→ Supplied text:
══════════════════════════════

According to the Information Commissioner’s Office (ICO), the companies were motivated “solely” by profit as they attempted to sell home insulation to those who had opted out of marketing calls.

Andy Curry, the watchdog’s investigations head, said the practice had left vulnerable people, including the terminally ill, “distressed, upset, worried and inconvenienced”.

All those who complained to the ICO were registered with the Telephone Preference Service (TPS), a statutory register of people who have said they do not want to receive calls.

Posh Windows UK Limited, which is based in Stoke-on-Trent, made 461,062 calls to those registered with the TPS between August 2020 and April 2021.

The company, which was fined £150,000, told the ICO that it complied with marketing laws, but its responses were deemed “vague, evasive and contradictory”.

Eco Spray Insulations Limited from Eastleigh, Hampshire, made 178,190 calls without screening against the TPS register and was fined £100,000.

Euroseal Windows Limited, based in Newcastle-under-Lyme, made 169,830 calls in 2020.

Having “deliberately made the calls to generate income”, it was handed an £80,000 penalty and an enforcement notice.

Green Logic UK Ltd from Derby, which made 11,825 calls in 2020, was also given an enforcement notice plus a £40,000 fine.

Along with failing to engage with the ICO, its calls were found to be “misleading and persistent, and all made for financial gain”.

Mr Curry said: “The complaints we received showed that people were distressed, upset, worried and inconvenienced by the calls.

“For people to feel this way, in their own homes where they should feel safe, is unacceptable.

“These companies all aggressively pestered people, including some vulnerable individuals, forcibly trying to make them buy products that they didn’t need or want.

“All of the calls were driven solely by the companies’ wish to make financial gain.”

══════════════════════════════

→ Dataset excerpts:

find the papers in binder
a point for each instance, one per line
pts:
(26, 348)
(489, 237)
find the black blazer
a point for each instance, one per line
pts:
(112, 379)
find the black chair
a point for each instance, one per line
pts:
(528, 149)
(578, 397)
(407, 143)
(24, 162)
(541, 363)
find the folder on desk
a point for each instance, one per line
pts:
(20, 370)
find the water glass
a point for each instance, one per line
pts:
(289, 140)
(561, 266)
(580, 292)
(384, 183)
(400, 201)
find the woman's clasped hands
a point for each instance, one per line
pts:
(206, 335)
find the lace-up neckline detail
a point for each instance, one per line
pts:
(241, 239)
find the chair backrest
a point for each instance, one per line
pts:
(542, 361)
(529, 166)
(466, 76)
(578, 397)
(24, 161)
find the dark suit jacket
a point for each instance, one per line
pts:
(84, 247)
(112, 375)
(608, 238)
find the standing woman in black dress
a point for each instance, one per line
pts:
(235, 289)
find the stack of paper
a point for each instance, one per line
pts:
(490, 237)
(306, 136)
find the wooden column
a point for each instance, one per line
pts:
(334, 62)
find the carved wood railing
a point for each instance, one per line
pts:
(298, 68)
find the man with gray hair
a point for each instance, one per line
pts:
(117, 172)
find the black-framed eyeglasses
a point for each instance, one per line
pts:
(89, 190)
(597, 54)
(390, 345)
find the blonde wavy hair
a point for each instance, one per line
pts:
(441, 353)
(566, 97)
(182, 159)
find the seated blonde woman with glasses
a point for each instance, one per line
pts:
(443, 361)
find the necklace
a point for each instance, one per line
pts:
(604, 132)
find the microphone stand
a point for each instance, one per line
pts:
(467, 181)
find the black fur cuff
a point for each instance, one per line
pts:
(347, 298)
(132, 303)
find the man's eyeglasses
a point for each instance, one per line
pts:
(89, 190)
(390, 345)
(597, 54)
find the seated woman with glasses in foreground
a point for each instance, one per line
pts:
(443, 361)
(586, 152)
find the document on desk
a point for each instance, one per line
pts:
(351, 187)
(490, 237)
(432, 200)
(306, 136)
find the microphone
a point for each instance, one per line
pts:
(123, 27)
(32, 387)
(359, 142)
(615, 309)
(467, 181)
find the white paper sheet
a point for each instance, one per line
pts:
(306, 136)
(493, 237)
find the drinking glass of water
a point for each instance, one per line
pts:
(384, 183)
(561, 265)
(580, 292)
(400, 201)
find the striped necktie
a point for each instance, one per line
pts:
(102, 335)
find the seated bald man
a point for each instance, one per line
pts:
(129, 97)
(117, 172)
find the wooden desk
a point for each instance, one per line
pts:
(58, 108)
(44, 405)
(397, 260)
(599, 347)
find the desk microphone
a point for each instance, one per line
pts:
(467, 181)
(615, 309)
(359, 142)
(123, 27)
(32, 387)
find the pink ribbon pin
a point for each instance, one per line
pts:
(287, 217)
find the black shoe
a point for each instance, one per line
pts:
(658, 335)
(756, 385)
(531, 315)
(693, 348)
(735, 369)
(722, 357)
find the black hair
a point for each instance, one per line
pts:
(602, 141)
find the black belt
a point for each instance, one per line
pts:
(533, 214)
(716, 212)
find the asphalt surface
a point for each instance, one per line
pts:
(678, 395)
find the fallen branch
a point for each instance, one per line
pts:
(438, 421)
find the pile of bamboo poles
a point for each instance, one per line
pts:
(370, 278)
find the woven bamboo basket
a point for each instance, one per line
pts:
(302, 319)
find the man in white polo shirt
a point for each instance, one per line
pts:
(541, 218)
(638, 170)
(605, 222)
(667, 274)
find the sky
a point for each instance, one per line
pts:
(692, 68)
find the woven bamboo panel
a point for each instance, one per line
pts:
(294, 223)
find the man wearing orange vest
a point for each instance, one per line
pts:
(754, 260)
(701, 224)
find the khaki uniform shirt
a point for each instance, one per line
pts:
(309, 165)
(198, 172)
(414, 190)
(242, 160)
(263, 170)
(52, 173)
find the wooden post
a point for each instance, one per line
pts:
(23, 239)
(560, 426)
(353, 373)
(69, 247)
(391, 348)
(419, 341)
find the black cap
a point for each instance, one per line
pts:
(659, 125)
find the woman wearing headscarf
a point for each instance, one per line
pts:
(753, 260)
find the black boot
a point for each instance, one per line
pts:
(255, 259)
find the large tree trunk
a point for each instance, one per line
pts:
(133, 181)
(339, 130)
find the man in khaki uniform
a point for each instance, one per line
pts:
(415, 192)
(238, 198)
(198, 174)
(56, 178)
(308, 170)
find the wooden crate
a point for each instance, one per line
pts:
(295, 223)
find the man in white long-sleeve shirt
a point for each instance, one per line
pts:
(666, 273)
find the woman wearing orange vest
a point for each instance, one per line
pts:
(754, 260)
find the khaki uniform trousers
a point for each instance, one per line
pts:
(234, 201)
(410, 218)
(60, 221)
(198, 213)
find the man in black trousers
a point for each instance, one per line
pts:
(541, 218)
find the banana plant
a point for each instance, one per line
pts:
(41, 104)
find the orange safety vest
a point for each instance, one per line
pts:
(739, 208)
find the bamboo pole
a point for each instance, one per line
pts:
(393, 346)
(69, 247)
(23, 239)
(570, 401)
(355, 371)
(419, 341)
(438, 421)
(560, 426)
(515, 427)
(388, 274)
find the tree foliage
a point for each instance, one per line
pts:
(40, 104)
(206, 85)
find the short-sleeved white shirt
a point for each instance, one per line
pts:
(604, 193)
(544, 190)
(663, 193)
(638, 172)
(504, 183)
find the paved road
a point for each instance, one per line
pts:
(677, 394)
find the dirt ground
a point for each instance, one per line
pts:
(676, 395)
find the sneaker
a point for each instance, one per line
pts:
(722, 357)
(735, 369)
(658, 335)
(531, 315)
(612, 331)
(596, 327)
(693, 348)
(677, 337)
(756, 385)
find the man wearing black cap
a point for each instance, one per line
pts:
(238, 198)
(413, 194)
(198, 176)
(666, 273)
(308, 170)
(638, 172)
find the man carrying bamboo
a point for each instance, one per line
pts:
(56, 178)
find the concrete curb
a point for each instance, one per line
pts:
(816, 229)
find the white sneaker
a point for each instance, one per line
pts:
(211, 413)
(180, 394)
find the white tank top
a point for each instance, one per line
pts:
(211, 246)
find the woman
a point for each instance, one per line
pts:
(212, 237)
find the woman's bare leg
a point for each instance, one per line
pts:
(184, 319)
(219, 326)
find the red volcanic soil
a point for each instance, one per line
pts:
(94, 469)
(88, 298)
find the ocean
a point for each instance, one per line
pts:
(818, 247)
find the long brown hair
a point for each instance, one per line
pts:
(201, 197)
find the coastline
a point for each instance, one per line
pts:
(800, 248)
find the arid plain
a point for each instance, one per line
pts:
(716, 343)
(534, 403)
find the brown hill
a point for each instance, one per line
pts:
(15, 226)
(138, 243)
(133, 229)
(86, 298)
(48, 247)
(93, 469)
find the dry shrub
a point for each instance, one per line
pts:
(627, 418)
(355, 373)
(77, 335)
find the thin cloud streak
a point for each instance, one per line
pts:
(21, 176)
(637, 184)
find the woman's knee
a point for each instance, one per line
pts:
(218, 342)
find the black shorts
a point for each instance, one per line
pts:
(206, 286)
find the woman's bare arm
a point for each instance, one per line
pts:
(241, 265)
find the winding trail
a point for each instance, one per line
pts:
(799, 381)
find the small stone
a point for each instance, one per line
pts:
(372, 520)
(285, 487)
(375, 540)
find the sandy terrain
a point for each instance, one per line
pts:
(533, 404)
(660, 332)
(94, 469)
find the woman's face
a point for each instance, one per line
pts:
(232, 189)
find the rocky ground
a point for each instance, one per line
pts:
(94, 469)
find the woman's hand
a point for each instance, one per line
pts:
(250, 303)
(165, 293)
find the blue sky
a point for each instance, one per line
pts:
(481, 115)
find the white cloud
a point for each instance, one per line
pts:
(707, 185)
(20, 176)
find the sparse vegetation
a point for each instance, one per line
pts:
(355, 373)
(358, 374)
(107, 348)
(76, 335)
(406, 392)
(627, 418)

══════════════════════════════

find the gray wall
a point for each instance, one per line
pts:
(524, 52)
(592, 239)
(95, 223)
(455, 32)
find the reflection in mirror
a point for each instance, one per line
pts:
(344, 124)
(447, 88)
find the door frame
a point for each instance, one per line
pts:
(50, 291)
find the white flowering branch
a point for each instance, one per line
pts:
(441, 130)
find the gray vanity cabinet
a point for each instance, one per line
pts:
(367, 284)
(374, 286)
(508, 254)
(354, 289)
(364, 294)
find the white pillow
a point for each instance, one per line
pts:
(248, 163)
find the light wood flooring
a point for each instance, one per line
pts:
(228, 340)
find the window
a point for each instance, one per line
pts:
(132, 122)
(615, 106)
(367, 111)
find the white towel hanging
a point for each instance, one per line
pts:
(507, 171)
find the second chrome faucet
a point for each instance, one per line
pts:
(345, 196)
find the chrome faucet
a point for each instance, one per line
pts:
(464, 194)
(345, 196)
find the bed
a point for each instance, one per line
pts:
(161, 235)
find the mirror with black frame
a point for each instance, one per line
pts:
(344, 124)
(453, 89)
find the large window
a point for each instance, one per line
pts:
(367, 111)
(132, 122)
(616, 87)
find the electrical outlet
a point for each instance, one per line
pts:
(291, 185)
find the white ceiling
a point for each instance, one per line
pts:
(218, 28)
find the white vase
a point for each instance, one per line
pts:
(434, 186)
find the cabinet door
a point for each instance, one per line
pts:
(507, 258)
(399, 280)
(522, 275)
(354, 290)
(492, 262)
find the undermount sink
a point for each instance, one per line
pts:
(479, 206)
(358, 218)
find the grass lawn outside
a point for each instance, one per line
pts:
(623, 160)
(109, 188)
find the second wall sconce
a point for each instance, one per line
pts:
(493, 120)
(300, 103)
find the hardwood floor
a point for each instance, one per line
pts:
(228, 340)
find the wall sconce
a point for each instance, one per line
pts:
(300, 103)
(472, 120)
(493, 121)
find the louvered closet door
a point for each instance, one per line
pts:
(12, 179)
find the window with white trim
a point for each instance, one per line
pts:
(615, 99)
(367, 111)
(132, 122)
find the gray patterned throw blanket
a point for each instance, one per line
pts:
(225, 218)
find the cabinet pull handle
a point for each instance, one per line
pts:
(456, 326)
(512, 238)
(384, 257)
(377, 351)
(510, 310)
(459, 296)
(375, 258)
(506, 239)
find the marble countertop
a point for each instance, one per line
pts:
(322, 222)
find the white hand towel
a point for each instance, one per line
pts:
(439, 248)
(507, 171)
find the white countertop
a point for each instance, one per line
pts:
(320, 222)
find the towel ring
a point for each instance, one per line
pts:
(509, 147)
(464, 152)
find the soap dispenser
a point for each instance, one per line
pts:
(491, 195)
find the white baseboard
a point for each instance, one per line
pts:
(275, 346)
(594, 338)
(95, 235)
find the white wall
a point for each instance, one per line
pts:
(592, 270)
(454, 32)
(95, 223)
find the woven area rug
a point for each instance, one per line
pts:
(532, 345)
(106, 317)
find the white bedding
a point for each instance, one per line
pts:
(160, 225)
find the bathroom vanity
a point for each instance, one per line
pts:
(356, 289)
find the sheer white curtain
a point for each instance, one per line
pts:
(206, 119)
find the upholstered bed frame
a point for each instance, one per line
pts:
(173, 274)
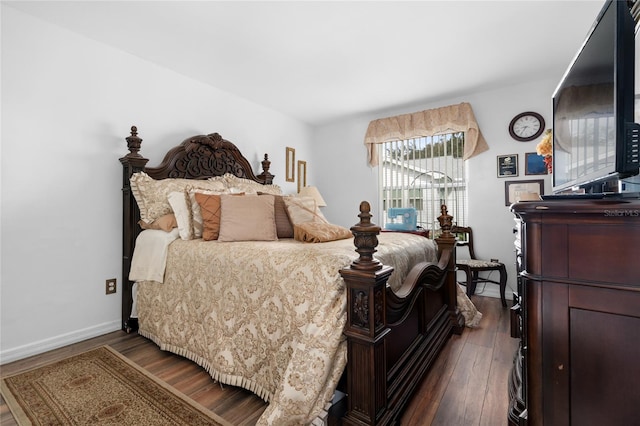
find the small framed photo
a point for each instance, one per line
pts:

══════════════════════════════

→ Request: Please write out the article on the ICO fines word for word, beginning at the words that contain "Posh Windows UK" and stopping after "an enforcement notice.". Nothing in the listing is needed here.

→ Answer in full:
Posh Windows UK Limited, which is based in Stoke-on-Trent, made 461,062 calls to those registered with the TPS between August 2020 and April 2021.

The company, which was fined £150,000, told the ICO that it complied with marketing laws, but its responses were deemed “vague, evasive and contradictory”.

Eco Spray Insulations Limited from Eastleigh, Hampshire, made 178,190 calls without screening against the TPS register and was fined £100,000.

Euroseal Windows Limited, based in Newcastle-under-Lyme, made 169,830 calls in 2020.

Having “deliberately made the calls to generate income”, it was handed an £80,000 penalty and an enforcement notice.